The task - Locate every line in the material below that contains the string "instances" and copy each of those lines.

Rows from a dataset

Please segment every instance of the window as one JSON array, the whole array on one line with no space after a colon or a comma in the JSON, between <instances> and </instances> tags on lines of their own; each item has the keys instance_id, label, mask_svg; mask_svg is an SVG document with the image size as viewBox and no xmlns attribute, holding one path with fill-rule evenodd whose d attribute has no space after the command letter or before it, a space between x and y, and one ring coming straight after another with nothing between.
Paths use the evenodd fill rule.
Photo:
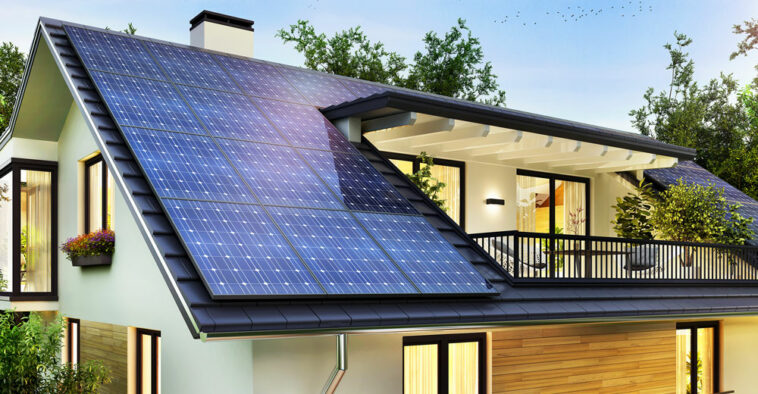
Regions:
<instances>
[{"instance_id":1,"label":"window","mask_svg":"<svg viewBox=\"0 0 758 394\"><path fill-rule=\"evenodd\" d=\"M677 394L710 394L720 390L718 329L718 322L676 325Z\"/></svg>"},{"instance_id":2,"label":"window","mask_svg":"<svg viewBox=\"0 0 758 394\"><path fill-rule=\"evenodd\" d=\"M382 152L382 155L389 158L392 164L406 175L417 172L422 165L418 158L411 155L390 152ZM444 211L459 226L463 227L466 222L464 215L466 163L444 159L433 160L432 177L446 185L440 195L445 200Z\"/></svg>"},{"instance_id":3,"label":"window","mask_svg":"<svg viewBox=\"0 0 758 394\"><path fill-rule=\"evenodd\" d=\"M0 170L0 293L11 300L56 299L56 168L11 159Z\"/></svg>"},{"instance_id":4,"label":"window","mask_svg":"<svg viewBox=\"0 0 758 394\"><path fill-rule=\"evenodd\" d=\"M134 350L137 362L137 394L160 393L161 333L138 328Z\"/></svg>"},{"instance_id":5,"label":"window","mask_svg":"<svg viewBox=\"0 0 758 394\"><path fill-rule=\"evenodd\" d=\"M84 162L84 232L111 228L113 213L113 179L103 156Z\"/></svg>"},{"instance_id":6,"label":"window","mask_svg":"<svg viewBox=\"0 0 758 394\"><path fill-rule=\"evenodd\" d=\"M403 393L484 393L485 334L403 338Z\"/></svg>"},{"instance_id":7,"label":"window","mask_svg":"<svg viewBox=\"0 0 758 394\"><path fill-rule=\"evenodd\" d=\"M68 318L66 335L66 361L71 365L79 364L79 319Z\"/></svg>"},{"instance_id":8,"label":"window","mask_svg":"<svg viewBox=\"0 0 758 394\"><path fill-rule=\"evenodd\" d=\"M518 170L516 229L530 233L587 235L587 178Z\"/></svg>"}]
</instances>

Answer to this problem -
Please segment every instance of the window as one JSON array, the whole array on one line with no space after a colon or a comma in the JSON, between <instances> and </instances> tags on lines of their own; each item has the keys instance_id, label, mask_svg; mask_svg is an SVG document with the image size as viewBox and no xmlns attribute, holding one path with fill-rule evenodd whose d attribute has no space after the command letter or before it, a space between x and y, and one ring coming straight after another with nothing between.
<instances>
</instances>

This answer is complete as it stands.